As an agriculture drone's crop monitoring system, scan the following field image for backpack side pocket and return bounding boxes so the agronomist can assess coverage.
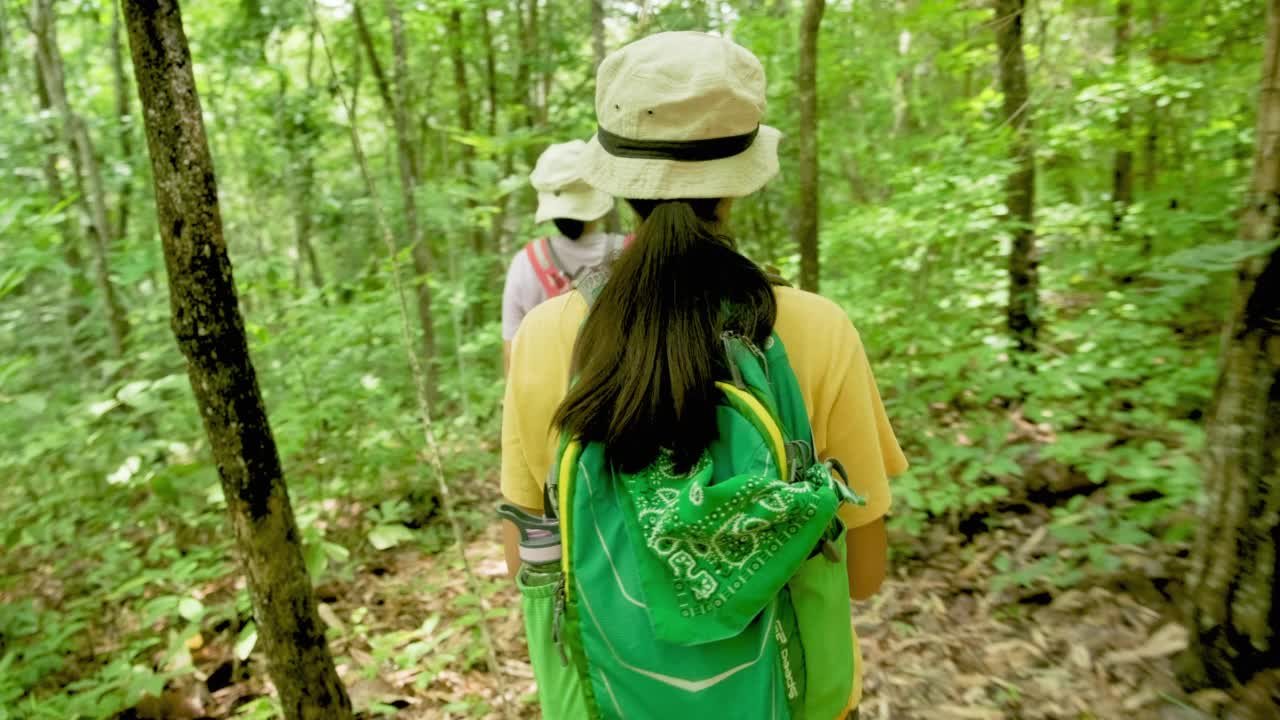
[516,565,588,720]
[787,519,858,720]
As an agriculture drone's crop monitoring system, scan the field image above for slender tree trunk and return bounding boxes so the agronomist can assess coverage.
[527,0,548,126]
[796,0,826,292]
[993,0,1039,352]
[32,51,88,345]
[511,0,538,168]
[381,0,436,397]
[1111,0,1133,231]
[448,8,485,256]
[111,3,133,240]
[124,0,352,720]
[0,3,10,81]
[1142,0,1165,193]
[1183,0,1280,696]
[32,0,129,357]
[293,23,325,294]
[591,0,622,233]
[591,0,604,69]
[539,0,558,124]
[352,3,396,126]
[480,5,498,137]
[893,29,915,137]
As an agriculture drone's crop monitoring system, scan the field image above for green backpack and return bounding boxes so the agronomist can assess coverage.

-------------------------

Task details => Could you give every line of the material above as a Markdown table with the columns Row and Line, numbering the rows, skipping blank lines, and leaving out the pictures?

The response =>
| Row | Line |
|---|---|
| 1 | As an agriculture drone's crop monitoring system, scan the following field image for backpack side pocket and return bounding boxes so the agronomist can assess coverage. |
| 2 | [516,565,588,720] |
| 3 | [787,519,858,720] |
| 4 | As an agriculture drone's crop monitoring system, scan the field image above for slender tree trunk and return bounding boxes so the agronomist can assess coverage. |
| 5 | [527,0,548,126] |
| 6 | [796,0,826,292] |
| 7 | [993,0,1039,352] |
| 8 | [32,51,88,345] |
| 9 | [511,0,538,168] |
| 10 | [381,0,436,397] |
| 11 | [1111,0,1133,231] |
| 12 | [448,8,485,256] |
| 13 | [111,3,133,240] |
| 14 | [124,0,352,720] |
| 15 | [0,3,10,81] |
| 16 | [1142,0,1165,193] |
| 17 | [1183,0,1280,696] |
| 18 | [32,0,129,357] |
| 19 | [293,23,325,294] |
| 20 | [591,0,622,233] |
| 21 | [591,0,604,69] |
| 22 | [539,0,558,124] |
| 23 | [352,3,396,126] |
| 24 | [480,5,498,137] |
| 25 | [893,29,915,137] |
| 26 | As an agriculture drone's crop monitoring system, scan the field image above for green backpack and return bounding boxes so the agronomist can assess coverage. |